===== Dataset records =====

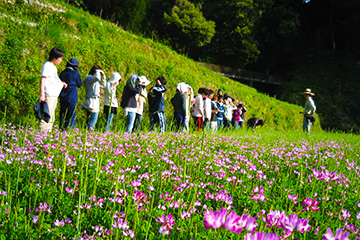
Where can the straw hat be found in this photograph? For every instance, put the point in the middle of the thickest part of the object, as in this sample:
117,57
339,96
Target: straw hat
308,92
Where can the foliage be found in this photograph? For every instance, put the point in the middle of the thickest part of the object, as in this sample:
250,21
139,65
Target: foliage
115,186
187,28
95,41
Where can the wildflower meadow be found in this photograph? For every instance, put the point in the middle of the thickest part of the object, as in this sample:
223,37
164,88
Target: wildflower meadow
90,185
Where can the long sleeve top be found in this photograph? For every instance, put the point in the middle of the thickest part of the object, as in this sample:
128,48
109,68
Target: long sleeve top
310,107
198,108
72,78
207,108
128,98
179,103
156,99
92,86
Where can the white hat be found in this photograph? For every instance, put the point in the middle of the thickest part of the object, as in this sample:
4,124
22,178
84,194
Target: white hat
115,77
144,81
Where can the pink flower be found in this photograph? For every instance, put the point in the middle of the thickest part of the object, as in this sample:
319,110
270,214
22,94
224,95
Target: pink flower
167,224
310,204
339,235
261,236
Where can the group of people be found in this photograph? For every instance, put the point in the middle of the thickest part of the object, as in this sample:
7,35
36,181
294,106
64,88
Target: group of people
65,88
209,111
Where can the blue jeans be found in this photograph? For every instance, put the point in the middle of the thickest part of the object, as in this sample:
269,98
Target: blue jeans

=====
===== Dataset records =====

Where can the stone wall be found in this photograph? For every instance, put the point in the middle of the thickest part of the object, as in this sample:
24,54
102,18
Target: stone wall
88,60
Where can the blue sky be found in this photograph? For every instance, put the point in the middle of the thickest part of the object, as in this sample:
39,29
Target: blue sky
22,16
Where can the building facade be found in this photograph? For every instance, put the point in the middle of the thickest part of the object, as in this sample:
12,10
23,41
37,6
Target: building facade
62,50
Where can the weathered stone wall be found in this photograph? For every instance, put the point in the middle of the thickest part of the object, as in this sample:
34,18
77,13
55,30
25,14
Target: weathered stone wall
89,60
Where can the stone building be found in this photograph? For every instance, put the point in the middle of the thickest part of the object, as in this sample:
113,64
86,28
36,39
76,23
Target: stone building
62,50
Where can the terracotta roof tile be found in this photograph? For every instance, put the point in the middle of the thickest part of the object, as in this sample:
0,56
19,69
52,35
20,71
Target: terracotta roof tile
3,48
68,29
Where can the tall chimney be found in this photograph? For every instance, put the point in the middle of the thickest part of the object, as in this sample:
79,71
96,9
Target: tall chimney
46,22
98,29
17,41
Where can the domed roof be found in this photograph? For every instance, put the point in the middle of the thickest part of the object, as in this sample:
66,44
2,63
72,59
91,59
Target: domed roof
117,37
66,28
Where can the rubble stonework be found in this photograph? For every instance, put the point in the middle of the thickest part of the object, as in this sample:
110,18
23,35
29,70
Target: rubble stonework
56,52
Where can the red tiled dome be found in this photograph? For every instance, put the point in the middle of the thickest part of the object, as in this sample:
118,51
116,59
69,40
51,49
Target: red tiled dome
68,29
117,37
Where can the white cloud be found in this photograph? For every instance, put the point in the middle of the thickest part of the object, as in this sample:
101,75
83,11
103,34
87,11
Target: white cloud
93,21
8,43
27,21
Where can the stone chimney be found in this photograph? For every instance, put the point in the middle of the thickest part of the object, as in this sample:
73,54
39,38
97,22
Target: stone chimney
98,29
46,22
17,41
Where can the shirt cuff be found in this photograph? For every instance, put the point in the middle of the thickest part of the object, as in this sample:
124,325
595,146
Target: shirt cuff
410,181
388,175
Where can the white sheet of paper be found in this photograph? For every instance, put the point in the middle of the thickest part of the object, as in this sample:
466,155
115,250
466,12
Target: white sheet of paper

=====
===== Dataset records =====

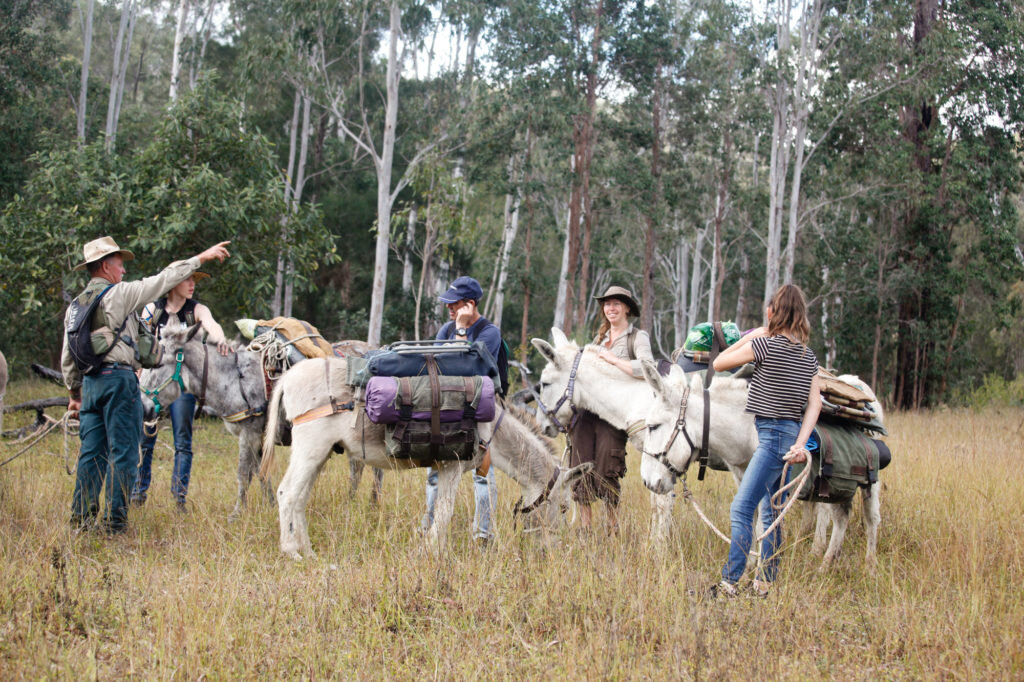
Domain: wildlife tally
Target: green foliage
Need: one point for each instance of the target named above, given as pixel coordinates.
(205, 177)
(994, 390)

=====

_What the task requires:_ Count the lines in the rows above that contain the string "terracotta", matching case exactly. Give only the number.

_Correct response:_ 2